▶ [EXERCISE]:
Reproduce only the stretch of entries below that begins at the first line and ends at the line holding "target=fence picket".

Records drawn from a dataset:

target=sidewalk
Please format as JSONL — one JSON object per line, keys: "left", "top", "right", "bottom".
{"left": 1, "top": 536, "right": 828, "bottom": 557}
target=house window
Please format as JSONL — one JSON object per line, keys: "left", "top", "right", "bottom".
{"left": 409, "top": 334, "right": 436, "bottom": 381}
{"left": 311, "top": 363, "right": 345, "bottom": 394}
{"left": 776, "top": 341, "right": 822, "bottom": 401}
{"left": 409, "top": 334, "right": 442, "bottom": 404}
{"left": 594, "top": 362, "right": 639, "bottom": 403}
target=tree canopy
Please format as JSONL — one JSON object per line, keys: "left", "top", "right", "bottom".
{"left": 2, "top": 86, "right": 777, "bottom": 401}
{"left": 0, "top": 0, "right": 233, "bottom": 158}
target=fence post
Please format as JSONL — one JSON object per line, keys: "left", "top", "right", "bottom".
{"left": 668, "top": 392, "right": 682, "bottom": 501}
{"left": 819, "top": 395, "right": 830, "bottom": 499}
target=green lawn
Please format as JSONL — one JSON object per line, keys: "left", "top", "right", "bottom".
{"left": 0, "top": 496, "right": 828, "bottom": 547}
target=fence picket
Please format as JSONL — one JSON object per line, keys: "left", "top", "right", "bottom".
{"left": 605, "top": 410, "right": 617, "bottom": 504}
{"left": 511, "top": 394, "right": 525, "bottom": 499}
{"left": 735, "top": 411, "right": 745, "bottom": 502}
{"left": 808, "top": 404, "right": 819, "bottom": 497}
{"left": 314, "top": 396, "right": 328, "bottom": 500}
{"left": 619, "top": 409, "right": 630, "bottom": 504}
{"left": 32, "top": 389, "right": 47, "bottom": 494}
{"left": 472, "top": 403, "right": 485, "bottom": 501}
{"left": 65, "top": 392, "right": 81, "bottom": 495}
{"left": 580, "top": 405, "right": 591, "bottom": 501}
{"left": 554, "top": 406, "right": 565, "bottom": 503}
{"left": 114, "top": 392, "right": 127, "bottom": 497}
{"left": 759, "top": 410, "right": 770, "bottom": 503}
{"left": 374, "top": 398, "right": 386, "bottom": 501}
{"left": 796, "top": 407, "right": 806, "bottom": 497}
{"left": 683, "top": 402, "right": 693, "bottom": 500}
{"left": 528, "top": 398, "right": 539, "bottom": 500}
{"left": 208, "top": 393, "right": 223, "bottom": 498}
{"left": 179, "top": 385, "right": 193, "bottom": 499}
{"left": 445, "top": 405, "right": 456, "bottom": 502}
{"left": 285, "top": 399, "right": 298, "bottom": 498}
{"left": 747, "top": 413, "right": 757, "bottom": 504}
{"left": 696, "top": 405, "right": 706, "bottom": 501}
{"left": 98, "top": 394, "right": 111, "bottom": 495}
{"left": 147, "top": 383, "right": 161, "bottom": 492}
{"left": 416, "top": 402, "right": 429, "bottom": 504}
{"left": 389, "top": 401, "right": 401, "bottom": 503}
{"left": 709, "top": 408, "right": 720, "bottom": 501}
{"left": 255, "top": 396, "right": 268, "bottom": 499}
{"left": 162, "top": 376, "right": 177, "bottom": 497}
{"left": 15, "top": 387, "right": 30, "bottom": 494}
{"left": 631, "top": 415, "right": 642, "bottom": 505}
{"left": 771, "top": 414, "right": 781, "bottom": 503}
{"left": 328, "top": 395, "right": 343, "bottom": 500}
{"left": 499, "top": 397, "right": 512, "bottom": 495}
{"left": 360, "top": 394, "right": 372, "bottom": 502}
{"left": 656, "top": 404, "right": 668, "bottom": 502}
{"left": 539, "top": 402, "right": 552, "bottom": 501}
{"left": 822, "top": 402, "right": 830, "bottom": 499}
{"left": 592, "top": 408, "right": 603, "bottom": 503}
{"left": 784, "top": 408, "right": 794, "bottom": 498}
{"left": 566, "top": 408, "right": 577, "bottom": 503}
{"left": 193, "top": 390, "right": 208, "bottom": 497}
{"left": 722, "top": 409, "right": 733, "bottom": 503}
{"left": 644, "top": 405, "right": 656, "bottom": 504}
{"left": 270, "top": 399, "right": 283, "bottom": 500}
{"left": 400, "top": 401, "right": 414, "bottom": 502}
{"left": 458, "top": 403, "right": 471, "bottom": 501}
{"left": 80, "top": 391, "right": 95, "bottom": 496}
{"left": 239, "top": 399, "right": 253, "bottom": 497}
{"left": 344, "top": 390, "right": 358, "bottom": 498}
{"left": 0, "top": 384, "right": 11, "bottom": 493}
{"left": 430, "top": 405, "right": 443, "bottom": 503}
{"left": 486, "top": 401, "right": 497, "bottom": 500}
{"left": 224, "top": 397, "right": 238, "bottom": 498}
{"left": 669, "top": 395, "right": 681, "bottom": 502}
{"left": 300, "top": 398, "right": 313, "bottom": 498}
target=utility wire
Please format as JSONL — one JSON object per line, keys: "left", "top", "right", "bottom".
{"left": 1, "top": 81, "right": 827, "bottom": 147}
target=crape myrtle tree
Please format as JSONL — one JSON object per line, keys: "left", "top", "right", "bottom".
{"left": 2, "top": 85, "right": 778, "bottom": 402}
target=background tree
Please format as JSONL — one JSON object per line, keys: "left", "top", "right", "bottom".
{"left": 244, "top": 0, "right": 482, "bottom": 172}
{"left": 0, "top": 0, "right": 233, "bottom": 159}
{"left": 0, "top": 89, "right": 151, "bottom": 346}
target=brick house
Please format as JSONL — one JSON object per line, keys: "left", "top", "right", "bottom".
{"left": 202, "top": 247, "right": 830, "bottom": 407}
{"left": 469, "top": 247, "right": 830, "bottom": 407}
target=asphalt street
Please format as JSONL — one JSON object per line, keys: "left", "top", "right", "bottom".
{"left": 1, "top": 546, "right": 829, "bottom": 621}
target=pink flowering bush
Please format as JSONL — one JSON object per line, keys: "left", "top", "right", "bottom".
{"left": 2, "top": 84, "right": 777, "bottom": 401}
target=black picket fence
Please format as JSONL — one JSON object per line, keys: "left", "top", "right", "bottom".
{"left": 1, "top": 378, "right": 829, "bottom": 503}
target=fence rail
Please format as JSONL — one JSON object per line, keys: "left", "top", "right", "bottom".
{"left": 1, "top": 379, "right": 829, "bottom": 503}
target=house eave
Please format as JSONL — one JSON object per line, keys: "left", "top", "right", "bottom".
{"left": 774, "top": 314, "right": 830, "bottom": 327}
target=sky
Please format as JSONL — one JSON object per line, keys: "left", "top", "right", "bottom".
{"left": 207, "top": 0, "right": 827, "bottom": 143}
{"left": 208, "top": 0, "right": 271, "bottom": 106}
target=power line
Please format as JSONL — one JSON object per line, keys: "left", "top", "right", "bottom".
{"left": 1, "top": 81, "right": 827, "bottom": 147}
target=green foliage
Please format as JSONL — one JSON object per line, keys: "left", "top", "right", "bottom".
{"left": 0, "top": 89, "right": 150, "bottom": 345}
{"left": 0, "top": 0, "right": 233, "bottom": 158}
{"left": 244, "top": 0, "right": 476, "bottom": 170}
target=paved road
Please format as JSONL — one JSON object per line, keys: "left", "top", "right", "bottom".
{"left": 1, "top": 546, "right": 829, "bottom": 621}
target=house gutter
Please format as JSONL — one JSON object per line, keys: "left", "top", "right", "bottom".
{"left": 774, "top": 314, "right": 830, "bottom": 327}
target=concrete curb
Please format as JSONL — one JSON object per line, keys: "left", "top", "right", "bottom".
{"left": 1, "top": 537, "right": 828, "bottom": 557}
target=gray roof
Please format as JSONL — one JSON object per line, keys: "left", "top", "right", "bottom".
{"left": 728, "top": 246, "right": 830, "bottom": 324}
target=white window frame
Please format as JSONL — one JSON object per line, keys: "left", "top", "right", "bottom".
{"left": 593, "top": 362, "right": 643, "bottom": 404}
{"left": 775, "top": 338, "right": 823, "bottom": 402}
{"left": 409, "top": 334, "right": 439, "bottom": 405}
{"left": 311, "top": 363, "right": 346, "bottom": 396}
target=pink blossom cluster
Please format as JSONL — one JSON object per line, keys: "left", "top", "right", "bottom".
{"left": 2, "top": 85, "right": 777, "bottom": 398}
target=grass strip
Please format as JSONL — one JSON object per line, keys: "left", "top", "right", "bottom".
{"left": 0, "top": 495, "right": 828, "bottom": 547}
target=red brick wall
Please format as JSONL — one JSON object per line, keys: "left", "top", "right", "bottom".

▶ [RESPONSE BOX]:
target=sidewalk
Please format as JSONL — one JSON object per line, keys: "left", "top", "right", "bottom".
{"left": 1, "top": 536, "right": 828, "bottom": 557}
target=house window
Please format as JSONL — one JSON object per line, keys: "left", "top", "right", "bottom".
{"left": 409, "top": 334, "right": 436, "bottom": 381}
{"left": 311, "top": 363, "right": 345, "bottom": 394}
{"left": 776, "top": 341, "right": 822, "bottom": 401}
{"left": 409, "top": 334, "right": 442, "bottom": 404}
{"left": 594, "top": 362, "right": 639, "bottom": 403}
target=tree canopy
Please format as JSONL — one JSON object per line, keys: "left", "top", "right", "bottom".
{"left": 2, "top": 86, "right": 777, "bottom": 401}
{"left": 0, "top": 0, "right": 233, "bottom": 158}
target=fence post
Please format as JSONL — one JSON object per line, keys: "left", "top", "right", "bottom".
{"left": 668, "top": 392, "right": 682, "bottom": 501}
{"left": 819, "top": 395, "right": 830, "bottom": 499}
target=green lawn
Please format as JSONL — one JSON object per line, keys: "left", "top", "right", "bottom".
{"left": 0, "top": 496, "right": 828, "bottom": 547}
target=fence picket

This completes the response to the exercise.